▶ **Records from a point-labeling set**:
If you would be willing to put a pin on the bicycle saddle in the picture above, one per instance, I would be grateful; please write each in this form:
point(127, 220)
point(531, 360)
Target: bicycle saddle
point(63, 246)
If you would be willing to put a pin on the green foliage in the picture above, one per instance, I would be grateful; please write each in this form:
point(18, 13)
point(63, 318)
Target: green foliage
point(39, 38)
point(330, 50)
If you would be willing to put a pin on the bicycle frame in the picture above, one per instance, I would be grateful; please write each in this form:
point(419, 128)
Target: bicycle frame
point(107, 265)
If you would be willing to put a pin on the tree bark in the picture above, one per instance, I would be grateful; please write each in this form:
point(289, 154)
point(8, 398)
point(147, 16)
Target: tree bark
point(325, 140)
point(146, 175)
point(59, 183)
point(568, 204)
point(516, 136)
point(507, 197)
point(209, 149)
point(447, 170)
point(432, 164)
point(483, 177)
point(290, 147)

▶ **EXERCISE BRIEF**: Render every line of the records above as a JSON list of strings, one string per line, leaving out blank lines.

▶ **TASK ANSWER**:
[
  "If you would be willing to put a pin on the bicycle saddle in the picture above, one per instance, I would be grateful; please write each in this form:",
  "point(127, 220)",
  "point(531, 360)",
  "Target: bicycle saddle",
  "point(63, 246)",
  "If you would be willing to put a pin on the green foliage in the picture above, one per instance, I would be grateful; please write each in this form:",
  "point(18, 13)",
  "point(63, 318)",
  "Target: green foliage",
  "point(39, 38)",
  "point(330, 50)",
  "If you would be willing to put a pin on the bicycle frame in the picture above, one per instance, I would be grateful; please write each in this form:",
  "point(419, 128)",
  "Target: bicycle frame",
  "point(107, 265)",
  "If you would be willing to put a pin on the tree bark in the picture above, one per instance, I would be grateful; please write each in this form:",
  "point(289, 154)",
  "point(8, 398)",
  "point(147, 16)",
  "Target: tree bark",
  "point(325, 140)",
  "point(146, 175)",
  "point(59, 183)",
  "point(568, 204)",
  "point(516, 136)",
  "point(507, 197)",
  "point(209, 149)",
  "point(447, 170)",
  "point(432, 164)",
  "point(483, 177)",
  "point(290, 147)"
]